Point-per-instance localization data –
↓

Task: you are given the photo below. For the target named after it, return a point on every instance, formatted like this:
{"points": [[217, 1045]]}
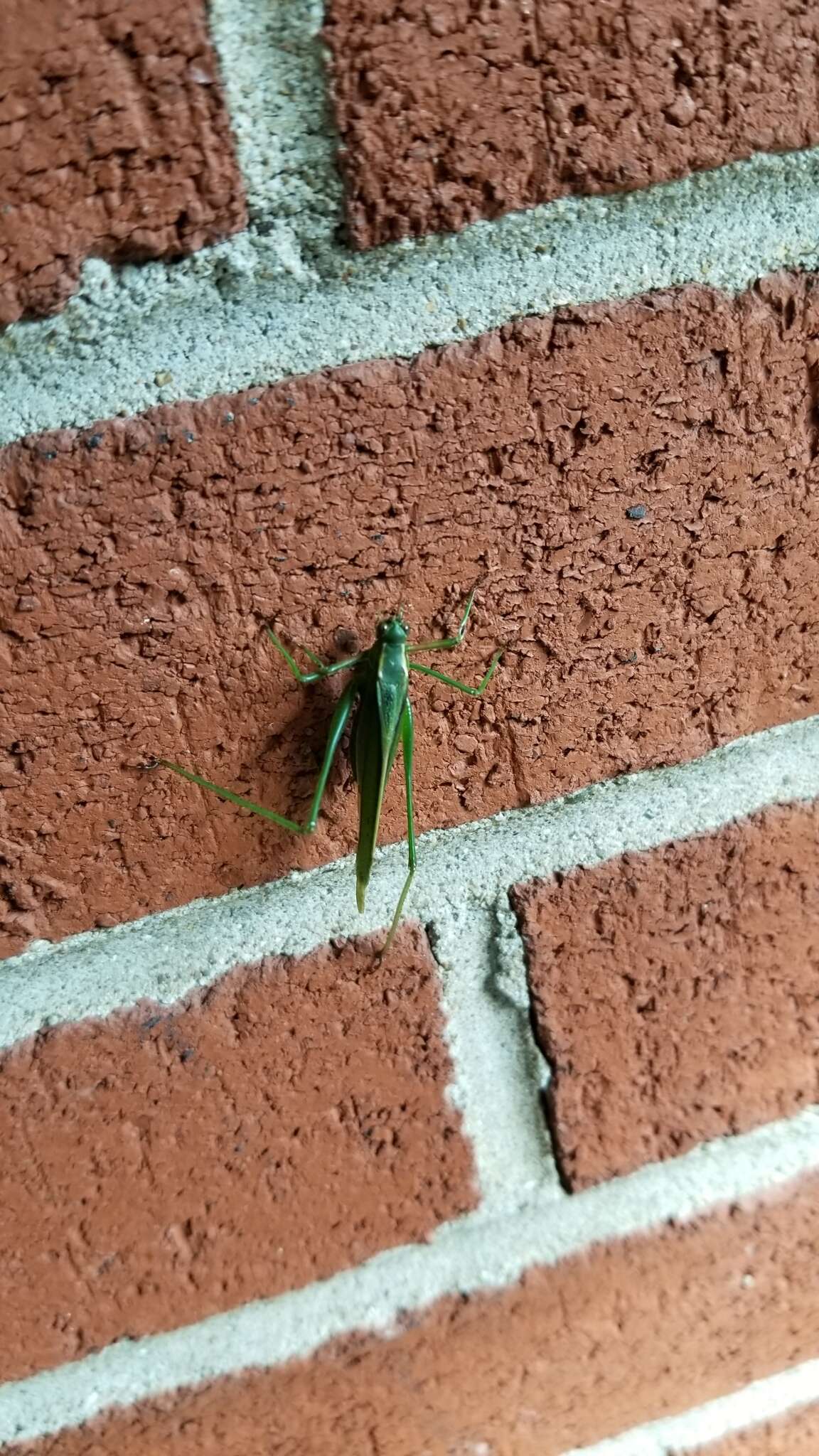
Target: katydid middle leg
{"points": [[337, 727]]}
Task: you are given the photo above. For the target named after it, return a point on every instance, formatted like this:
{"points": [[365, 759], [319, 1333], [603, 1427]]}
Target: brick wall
{"points": [[542, 1178]]}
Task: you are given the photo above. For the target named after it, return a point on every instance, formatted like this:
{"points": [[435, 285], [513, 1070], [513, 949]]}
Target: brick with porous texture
{"points": [[171, 1162], [626, 1332], [455, 111], [633, 486], [114, 141], [675, 992], [793, 1435]]}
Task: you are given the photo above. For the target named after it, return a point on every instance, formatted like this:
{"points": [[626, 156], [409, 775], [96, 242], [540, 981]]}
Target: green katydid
{"points": [[378, 695]]}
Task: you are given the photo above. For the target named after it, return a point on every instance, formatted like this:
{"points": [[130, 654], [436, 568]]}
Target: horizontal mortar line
{"points": [[165, 956], [470, 1256], [783, 1393], [242, 315]]}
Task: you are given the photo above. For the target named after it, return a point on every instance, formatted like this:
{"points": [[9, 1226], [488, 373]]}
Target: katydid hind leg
{"points": [[407, 746], [334, 739], [454, 682]]}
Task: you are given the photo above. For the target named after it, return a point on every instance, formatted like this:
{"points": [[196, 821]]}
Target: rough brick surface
{"points": [[587, 1349], [114, 141], [171, 1162], [633, 486], [795, 1435], [675, 992], [461, 109]]}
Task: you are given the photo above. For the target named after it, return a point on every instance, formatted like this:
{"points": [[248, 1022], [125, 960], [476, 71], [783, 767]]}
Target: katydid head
{"points": [[392, 629]]}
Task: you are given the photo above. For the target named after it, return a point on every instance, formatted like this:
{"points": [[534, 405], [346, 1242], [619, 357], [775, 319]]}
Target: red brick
{"points": [[455, 111], [166, 1164], [143, 558], [675, 992], [114, 141], [793, 1435], [596, 1344]]}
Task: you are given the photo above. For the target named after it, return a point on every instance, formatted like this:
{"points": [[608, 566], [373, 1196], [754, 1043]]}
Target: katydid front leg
{"points": [[452, 682], [445, 644]]}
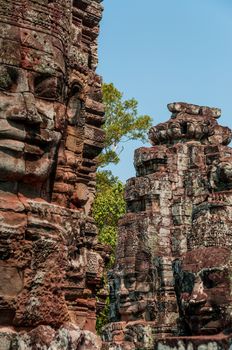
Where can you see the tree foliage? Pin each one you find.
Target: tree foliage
(122, 124)
(108, 207)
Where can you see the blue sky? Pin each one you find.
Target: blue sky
(161, 51)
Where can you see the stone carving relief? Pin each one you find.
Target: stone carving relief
(179, 204)
(51, 112)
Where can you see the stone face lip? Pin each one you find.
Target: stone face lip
(178, 107)
(190, 122)
(51, 112)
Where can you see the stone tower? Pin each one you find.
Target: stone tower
(171, 284)
(50, 117)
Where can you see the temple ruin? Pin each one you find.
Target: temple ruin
(51, 114)
(170, 288)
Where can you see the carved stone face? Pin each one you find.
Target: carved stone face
(204, 286)
(32, 94)
(135, 292)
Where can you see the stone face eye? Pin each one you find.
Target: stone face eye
(48, 87)
(8, 77)
(187, 282)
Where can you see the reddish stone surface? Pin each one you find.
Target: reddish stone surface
(171, 284)
(51, 114)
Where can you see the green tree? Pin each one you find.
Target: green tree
(122, 124)
(109, 206)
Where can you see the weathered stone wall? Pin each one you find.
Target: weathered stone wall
(51, 114)
(172, 275)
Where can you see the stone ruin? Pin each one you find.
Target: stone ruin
(50, 117)
(170, 288)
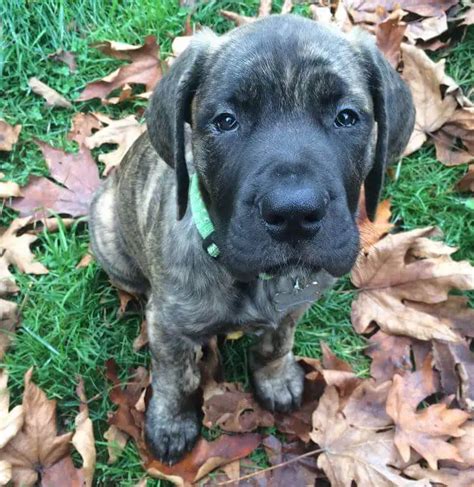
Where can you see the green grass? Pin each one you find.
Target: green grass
(69, 317)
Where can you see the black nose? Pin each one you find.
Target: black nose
(293, 213)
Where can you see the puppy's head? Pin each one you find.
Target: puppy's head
(289, 118)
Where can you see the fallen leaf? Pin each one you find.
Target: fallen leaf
(76, 178)
(205, 457)
(372, 232)
(116, 442)
(446, 476)
(454, 142)
(144, 68)
(424, 78)
(83, 438)
(83, 125)
(393, 282)
(455, 363)
(350, 453)
(52, 97)
(427, 430)
(8, 135)
(122, 132)
(65, 57)
(389, 35)
(10, 421)
(36, 446)
(466, 183)
(234, 410)
(390, 355)
(8, 189)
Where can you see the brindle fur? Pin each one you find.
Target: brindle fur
(190, 296)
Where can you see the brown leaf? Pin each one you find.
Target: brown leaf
(454, 142)
(446, 476)
(424, 78)
(116, 442)
(52, 97)
(427, 430)
(350, 453)
(65, 57)
(389, 35)
(10, 421)
(8, 189)
(83, 125)
(144, 68)
(455, 363)
(393, 281)
(8, 135)
(76, 178)
(205, 457)
(233, 410)
(36, 446)
(390, 355)
(466, 183)
(122, 132)
(372, 232)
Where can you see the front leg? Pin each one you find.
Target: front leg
(276, 376)
(173, 420)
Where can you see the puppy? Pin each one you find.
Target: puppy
(237, 207)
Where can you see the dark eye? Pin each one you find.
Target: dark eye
(225, 122)
(346, 118)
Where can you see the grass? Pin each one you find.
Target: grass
(69, 316)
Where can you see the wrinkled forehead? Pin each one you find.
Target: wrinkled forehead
(292, 69)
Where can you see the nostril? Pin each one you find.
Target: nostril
(274, 219)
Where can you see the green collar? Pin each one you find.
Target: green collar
(203, 221)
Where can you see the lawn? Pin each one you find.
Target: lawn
(70, 323)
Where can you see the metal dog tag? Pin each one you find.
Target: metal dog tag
(298, 296)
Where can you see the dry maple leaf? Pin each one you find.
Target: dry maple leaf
(116, 442)
(372, 232)
(10, 421)
(389, 35)
(204, 458)
(455, 363)
(427, 430)
(83, 125)
(8, 135)
(454, 142)
(351, 453)
(433, 110)
(122, 132)
(446, 476)
(36, 446)
(144, 68)
(52, 97)
(76, 179)
(398, 274)
(466, 183)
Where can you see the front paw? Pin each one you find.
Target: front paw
(279, 384)
(169, 435)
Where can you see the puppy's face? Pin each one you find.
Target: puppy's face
(283, 138)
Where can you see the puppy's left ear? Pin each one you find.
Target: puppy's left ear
(394, 113)
(170, 108)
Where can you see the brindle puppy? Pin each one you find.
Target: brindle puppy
(288, 120)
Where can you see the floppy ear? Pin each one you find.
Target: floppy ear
(170, 108)
(394, 113)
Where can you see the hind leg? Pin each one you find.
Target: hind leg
(108, 245)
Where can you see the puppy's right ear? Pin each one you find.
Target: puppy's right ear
(170, 108)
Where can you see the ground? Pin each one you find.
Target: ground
(69, 317)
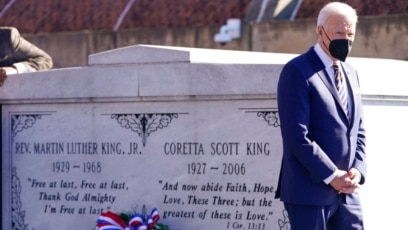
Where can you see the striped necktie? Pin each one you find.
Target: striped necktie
(341, 88)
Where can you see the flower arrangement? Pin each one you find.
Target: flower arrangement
(128, 221)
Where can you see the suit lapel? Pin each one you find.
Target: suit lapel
(351, 84)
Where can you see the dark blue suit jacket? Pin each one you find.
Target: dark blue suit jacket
(317, 136)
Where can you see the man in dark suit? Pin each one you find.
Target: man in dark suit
(324, 160)
(17, 55)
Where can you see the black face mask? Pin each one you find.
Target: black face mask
(339, 48)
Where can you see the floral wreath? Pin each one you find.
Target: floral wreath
(126, 221)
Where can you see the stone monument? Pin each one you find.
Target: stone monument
(191, 132)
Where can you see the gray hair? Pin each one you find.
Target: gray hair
(336, 8)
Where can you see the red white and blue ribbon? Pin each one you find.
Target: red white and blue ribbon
(112, 221)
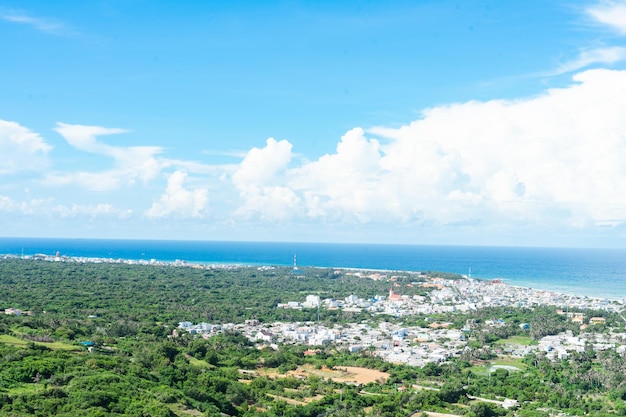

↑

Problem to solve –
All lines above between those holding "Where can you see the brown" and "Where can you see the dry", inclusive, must be set down unchanged, and no other line may be included.

Response area –
Where can you see the brown leaf? Pin each one you find.
Target: brown leaf
(454, 142)
(446, 476)
(424, 78)
(116, 442)
(52, 97)
(427, 430)
(350, 453)
(65, 57)
(389, 35)
(10, 421)
(8, 189)
(83, 125)
(144, 68)
(455, 363)
(393, 281)
(8, 135)
(76, 178)
(205, 457)
(233, 410)
(36, 446)
(390, 355)
(466, 183)
(122, 132)
(372, 232)
Where can you see the front leg? Pin each one you find.
Target: front leg
(276, 376)
(173, 420)
Where can you see the puppy? Pin each one you find.
Target: puppy
(237, 207)
Where can you see the dark eye? Pin each one you find.
Target: dark eye
(225, 122)
(346, 118)
Where can you see the grass? Pin each one you find.
Target: grass
(69, 316)
Where can you see the wrinkled forehead? Pin each one you find.
Target: wrinkled forehead
(292, 69)
Where can you see the nostril? Pin each one you find.
Target: nostril
(274, 219)
Where can you see the green collar? Pin each one you find.
Target: green collar
(203, 221)
Where can you see the lawn? Pin each one you find.
Target: lawn
(70, 323)
Where can you see the metal dog tag? Pin each one you find.
Target: metal dog tag
(298, 296)
Where can you see the dry maple leaf? Pin each one you find.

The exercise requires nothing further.